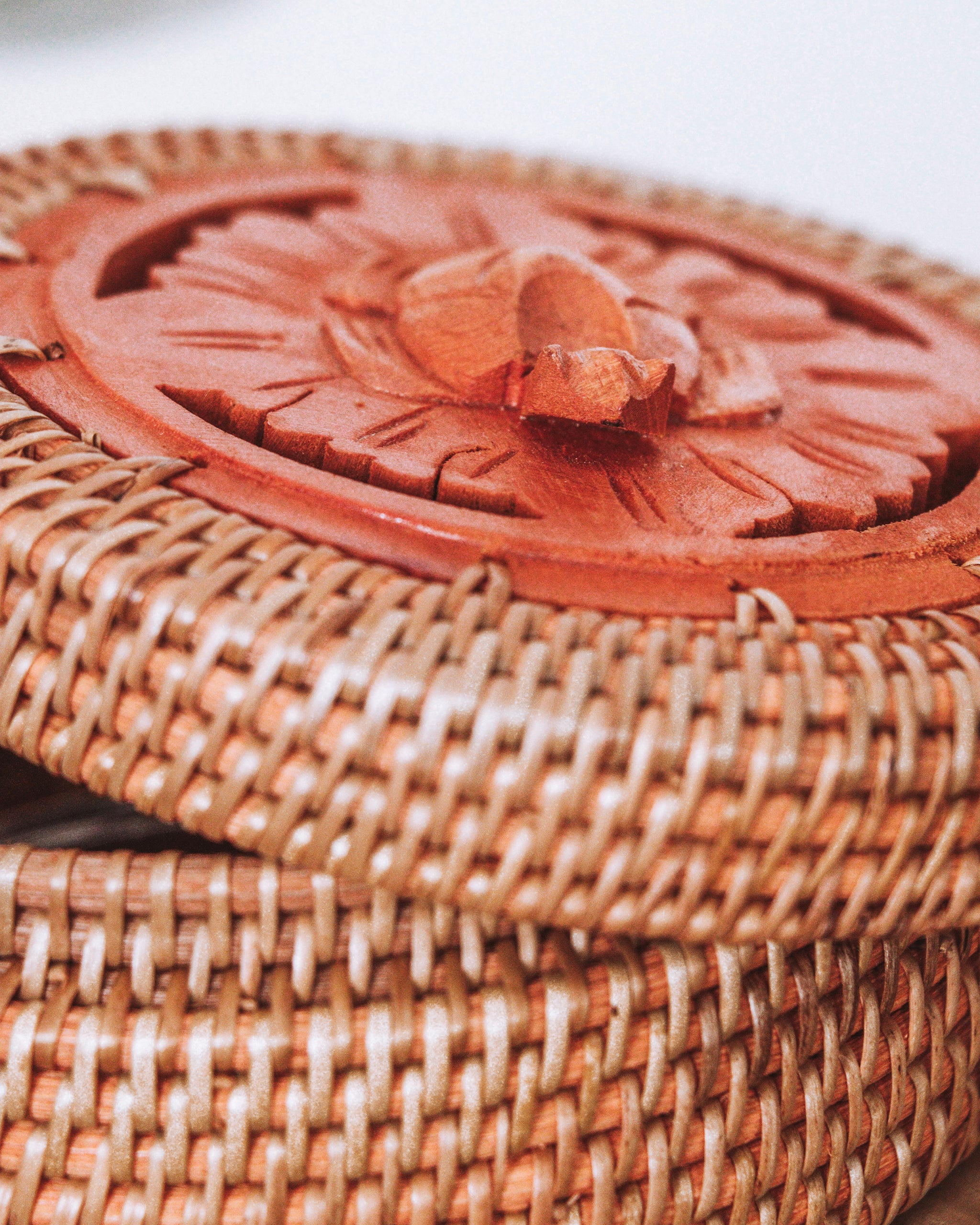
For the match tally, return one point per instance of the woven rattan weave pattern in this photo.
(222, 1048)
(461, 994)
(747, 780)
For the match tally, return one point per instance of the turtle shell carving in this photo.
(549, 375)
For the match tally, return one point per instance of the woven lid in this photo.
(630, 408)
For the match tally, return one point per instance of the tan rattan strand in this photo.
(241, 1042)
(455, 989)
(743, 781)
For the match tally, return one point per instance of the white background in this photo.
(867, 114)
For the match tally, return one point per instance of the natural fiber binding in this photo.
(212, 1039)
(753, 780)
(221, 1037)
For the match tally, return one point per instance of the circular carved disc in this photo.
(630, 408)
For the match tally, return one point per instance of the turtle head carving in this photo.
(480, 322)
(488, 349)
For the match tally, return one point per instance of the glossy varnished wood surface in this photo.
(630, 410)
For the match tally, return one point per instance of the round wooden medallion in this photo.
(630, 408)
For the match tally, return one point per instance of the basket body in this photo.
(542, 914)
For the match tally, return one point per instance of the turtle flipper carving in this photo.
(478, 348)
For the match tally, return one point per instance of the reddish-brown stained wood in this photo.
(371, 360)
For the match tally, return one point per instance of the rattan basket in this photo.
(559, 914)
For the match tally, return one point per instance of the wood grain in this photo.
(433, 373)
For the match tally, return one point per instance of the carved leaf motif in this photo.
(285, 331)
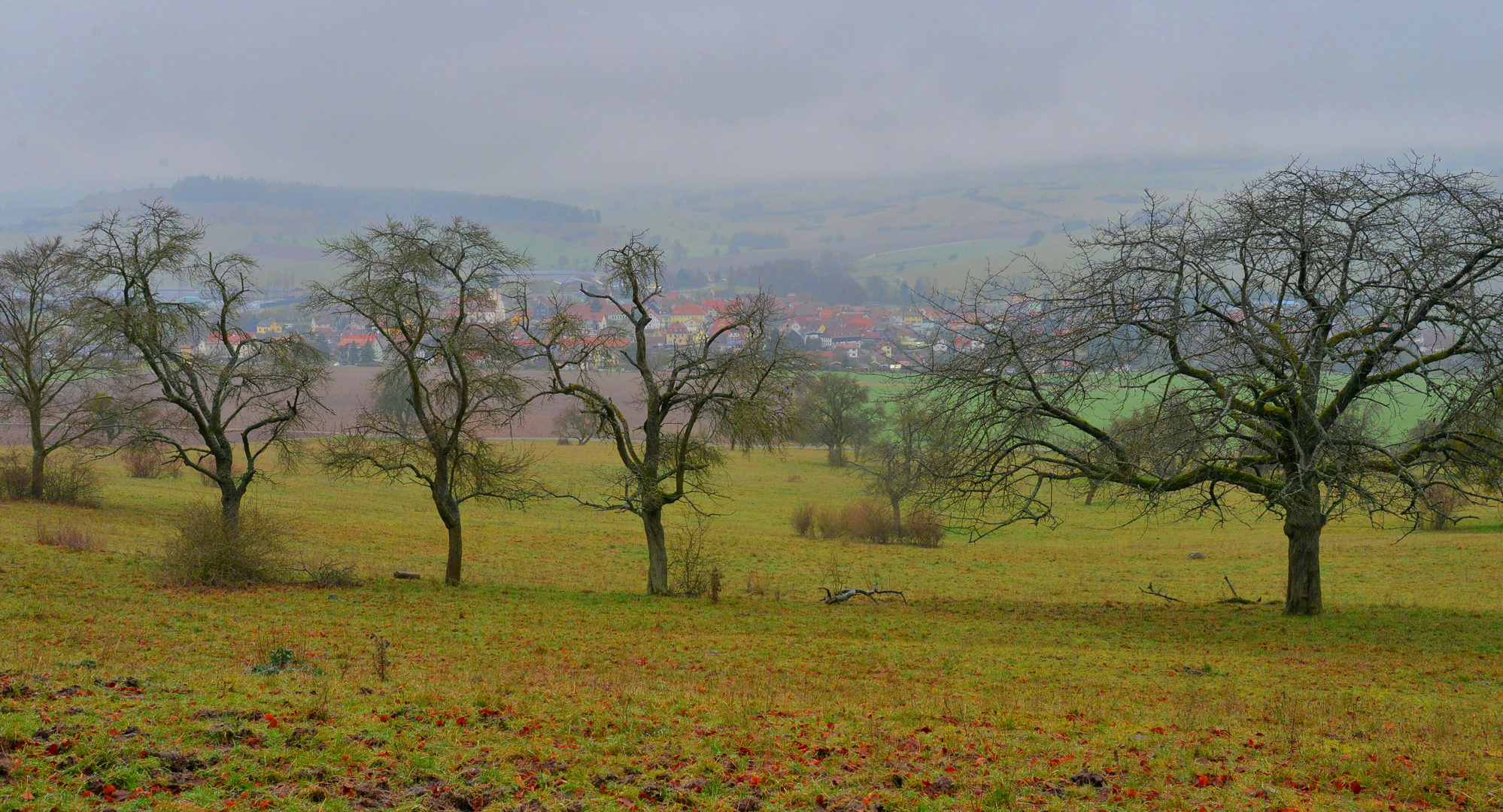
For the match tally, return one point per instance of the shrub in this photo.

===============

● Request
Print every row above verbatim, leaving out the pictures.

● Written answer
For the match tally, return one point per instance of the woven rattan weave pattern in this photo.
(222, 1048)
(461, 994)
(747, 780)
For the match tally, return one point per instance of the turtle shell carving in this photo.
(549, 375)
For the match tally, return one point per instance of the woven lid in this photo.
(630, 408)
For the match tally, return one point per instance of the tan rattan strand in this photo.
(241, 1042)
(455, 989)
(743, 781)
For the match tally, return one point per instance of the white background in this photo.
(867, 114)
For the match tally, return one point per instance of the natural fiber binding in this photo.
(212, 1039)
(753, 780)
(221, 1037)
For the match tally, return one point per instance of the circular carved disc in this photo.
(630, 408)
For the match tally, return one point per instance of the turtle head carving in this photo.
(480, 322)
(488, 349)
For the match tally, return one point per instance of the glossy varnished wood surface in this photo.
(630, 410)
For the match tally, return one point per instance of the round wooden medallion in this photo.
(630, 408)
For the match tally, return one point per instance of the basket body in this photo.
(542, 914)
For the match tally, return one point per instance of the turtle flipper carving in this photo.
(478, 348)
For the match tally, return one point per instance of the reddish-brown stained wood in this photo.
(371, 360)
For the match tally, return one point per instance of the rattan basket in this photo.
(559, 914)
For the match tally, return one point per instance of the wood grain in this photo.
(433, 373)
For the match tally, return one point per instance of the carved leaf motif in this photo.
(285, 331)
For the match tally, return one point per instance of the shrub in this photo.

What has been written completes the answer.